§ **Work item**
The answer is a number and nothing else: the count of lines in these entries containing the word "each".

==============================

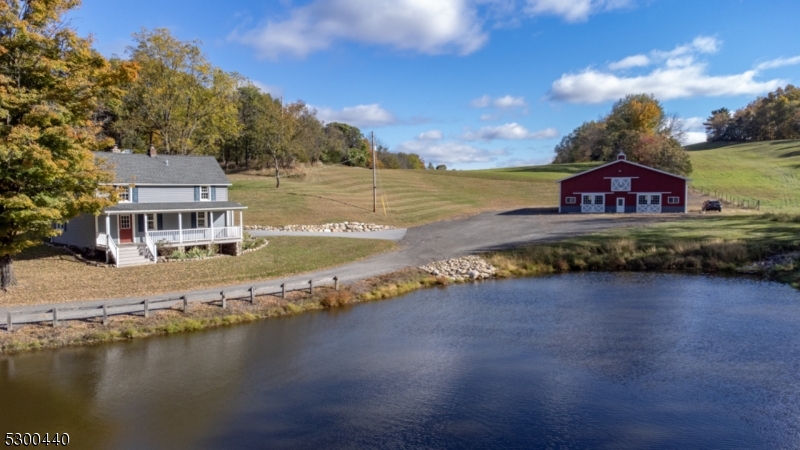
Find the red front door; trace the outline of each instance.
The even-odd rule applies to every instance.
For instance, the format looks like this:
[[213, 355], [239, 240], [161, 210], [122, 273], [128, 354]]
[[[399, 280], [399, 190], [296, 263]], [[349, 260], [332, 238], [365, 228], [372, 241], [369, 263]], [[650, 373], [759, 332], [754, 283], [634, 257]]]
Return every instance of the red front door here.
[[131, 216], [118, 216], [119, 217], [119, 242], [133, 242], [133, 221]]

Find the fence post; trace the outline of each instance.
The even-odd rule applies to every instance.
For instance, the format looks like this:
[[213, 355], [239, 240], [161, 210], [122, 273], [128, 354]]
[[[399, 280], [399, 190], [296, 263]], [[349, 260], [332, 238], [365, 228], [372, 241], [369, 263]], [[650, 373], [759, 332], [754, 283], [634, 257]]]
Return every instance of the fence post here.
[[339, 290], [339, 277], [333, 277], [333, 289]]
[[183, 299], [183, 312], [186, 312], [189, 310], [189, 299], [185, 295], [181, 296], [181, 298]]
[[253, 305], [256, 302], [256, 288], [255, 286], [250, 286], [250, 304]]
[[58, 308], [53, 308], [53, 328], [58, 326]]
[[103, 326], [108, 325], [108, 308], [103, 304]]
[[281, 284], [281, 298], [286, 298], [286, 283]]
[[150, 317], [150, 299], [144, 299], [144, 318]]
[[222, 297], [222, 309], [228, 307], [228, 301], [225, 299], [225, 291], [220, 291], [219, 296]]
[[308, 293], [314, 295], [314, 280], [308, 280]]
[[11, 312], [6, 316], [6, 331], [14, 331], [14, 322], [11, 321]]

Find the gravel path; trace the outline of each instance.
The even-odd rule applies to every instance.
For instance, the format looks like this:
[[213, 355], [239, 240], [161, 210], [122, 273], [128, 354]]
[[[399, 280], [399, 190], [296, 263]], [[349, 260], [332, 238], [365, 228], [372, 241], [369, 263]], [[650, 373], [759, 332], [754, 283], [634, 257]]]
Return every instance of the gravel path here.
[[[580, 214], [557, 214], [551, 209], [519, 209], [505, 212], [486, 212], [475, 216], [436, 222], [406, 230], [392, 230], [395, 232], [405, 231], [405, 235], [399, 241], [399, 248], [390, 253], [375, 255], [362, 261], [357, 261], [343, 266], [325, 270], [305, 273], [292, 277], [281, 277], [280, 279], [265, 280], [260, 282], [249, 282], [239, 285], [220, 286], [211, 289], [201, 289], [188, 292], [189, 295], [198, 293], [219, 292], [221, 289], [234, 290], [238, 288], [246, 289], [250, 286], [274, 286], [285, 282], [295, 284], [307, 282], [309, 279], [323, 279], [338, 276], [339, 280], [345, 284], [376, 275], [386, 274], [406, 267], [418, 267], [433, 261], [448, 258], [456, 258], [468, 254], [480, 253], [484, 251], [500, 250], [511, 248], [520, 244], [531, 242], [544, 242], [568, 238], [576, 235], [583, 235], [596, 231], [606, 230], [617, 227], [629, 227], [650, 223], [667, 222], [677, 219], [685, 219], [684, 214], [600, 214], [600, 215], [580, 215]], [[385, 232], [381, 232], [385, 233]], [[254, 234], [256, 234], [254, 232]], [[309, 235], [310, 233], [304, 233]], [[331, 233], [320, 233], [330, 236]], [[341, 233], [335, 237], [355, 237], [345, 236]], [[383, 236], [388, 238], [387, 236]], [[395, 238], [397, 236], [394, 236]], [[164, 294], [159, 296], [148, 296], [148, 298], [176, 297], [180, 293]], [[130, 300], [137, 297], [131, 297]], [[145, 297], [141, 297], [144, 300]], [[114, 299], [108, 299], [109, 302]], [[97, 301], [92, 301], [96, 303]], [[82, 302], [72, 304], [79, 305]], [[61, 304], [64, 306], [65, 304]], [[36, 305], [29, 308], [42, 308], [47, 305]], [[5, 317], [5, 312], [23, 311], [26, 307], [0, 308], [0, 318]], [[1, 319], [0, 319], [1, 320]]]

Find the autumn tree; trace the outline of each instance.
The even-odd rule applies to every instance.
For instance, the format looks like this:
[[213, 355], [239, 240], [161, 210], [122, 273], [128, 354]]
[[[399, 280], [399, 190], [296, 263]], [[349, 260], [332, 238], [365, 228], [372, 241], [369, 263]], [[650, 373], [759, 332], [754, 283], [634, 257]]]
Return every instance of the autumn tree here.
[[[12, 256], [55, 236], [54, 223], [115, 200], [92, 150], [101, 92], [134, 74], [114, 70], [61, 18], [78, 0], [0, 2], [0, 286]], [[108, 193], [109, 196], [98, 195]]]
[[208, 62], [198, 41], [180, 41], [165, 28], [133, 37], [128, 53], [139, 77], [124, 98], [119, 128], [135, 130], [139, 142], [152, 133], [167, 154], [215, 154], [235, 138], [237, 75]]
[[732, 115], [727, 108], [711, 111], [703, 125], [708, 142], [800, 139], [800, 88], [778, 88]]

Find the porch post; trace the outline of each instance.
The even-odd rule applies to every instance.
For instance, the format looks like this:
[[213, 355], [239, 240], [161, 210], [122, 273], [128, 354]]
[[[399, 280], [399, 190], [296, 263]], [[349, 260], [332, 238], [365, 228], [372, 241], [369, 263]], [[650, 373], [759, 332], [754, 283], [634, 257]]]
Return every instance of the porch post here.
[[242, 210], [239, 210], [239, 238], [244, 239], [244, 222], [242, 221]]
[[108, 264], [108, 244], [111, 240], [111, 215], [106, 213], [106, 264]]
[[95, 250], [97, 250], [97, 235], [98, 235], [97, 230], [98, 229], [99, 229], [99, 227], [97, 226], [97, 216], [94, 216], [94, 245], [92, 245], [92, 247], [94, 247]]
[[183, 213], [178, 213], [178, 243], [183, 244]]
[[214, 211], [209, 211], [208, 214], [211, 216], [211, 242], [214, 242]]

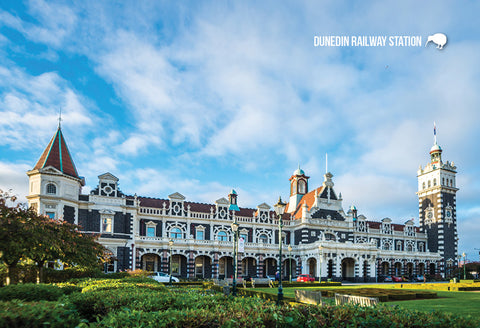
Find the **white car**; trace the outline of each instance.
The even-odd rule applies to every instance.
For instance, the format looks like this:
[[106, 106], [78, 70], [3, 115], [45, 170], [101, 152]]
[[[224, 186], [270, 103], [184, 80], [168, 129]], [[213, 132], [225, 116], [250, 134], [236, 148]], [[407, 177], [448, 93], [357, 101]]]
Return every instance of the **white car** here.
[[[170, 282], [170, 276], [166, 273], [163, 272], [154, 272], [150, 278], [158, 281], [158, 282]], [[172, 276], [172, 281], [173, 282], [179, 282], [177, 277]]]

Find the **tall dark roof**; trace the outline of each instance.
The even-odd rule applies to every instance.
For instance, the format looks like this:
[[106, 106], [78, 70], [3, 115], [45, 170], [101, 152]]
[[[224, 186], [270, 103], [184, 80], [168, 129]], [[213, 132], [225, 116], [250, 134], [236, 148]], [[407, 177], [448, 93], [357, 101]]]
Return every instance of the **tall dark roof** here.
[[57, 132], [48, 143], [47, 148], [45, 148], [33, 169], [43, 169], [47, 166], [53, 166], [64, 174], [80, 178], [60, 127], [58, 127]]

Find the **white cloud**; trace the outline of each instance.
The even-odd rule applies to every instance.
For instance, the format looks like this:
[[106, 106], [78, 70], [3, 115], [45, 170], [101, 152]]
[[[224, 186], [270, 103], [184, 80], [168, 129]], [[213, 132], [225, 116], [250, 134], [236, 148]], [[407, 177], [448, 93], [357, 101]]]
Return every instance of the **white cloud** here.
[[26, 202], [28, 195], [28, 177], [26, 172], [31, 170], [27, 164], [9, 163], [0, 161], [0, 189], [12, 190], [21, 202]]

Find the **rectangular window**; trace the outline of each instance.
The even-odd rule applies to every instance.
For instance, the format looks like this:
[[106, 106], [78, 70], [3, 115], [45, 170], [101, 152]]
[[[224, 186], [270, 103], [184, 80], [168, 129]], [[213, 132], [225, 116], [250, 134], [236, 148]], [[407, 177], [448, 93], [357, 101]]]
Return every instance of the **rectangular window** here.
[[102, 232], [113, 232], [112, 229], [112, 218], [104, 218], [102, 219]]
[[203, 230], [197, 230], [197, 237], [196, 237], [196, 239], [198, 239], [198, 240], [204, 240], [204, 239], [205, 239], [204, 233], [205, 233], [205, 232], [204, 232]]
[[243, 238], [243, 240], [244, 240], [245, 242], [248, 241], [247, 235], [241, 234], [241, 235], [240, 235], [240, 238]]
[[46, 212], [45, 215], [52, 220], [55, 219], [55, 212]]
[[155, 227], [147, 227], [147, 237], [155, 237]]

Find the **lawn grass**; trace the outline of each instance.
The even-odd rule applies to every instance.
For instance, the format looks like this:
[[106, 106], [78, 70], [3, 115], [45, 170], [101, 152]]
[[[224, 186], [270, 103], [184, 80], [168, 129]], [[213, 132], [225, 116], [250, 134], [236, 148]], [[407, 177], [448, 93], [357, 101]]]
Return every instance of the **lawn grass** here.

==============================

§ **Output for this exercise**
10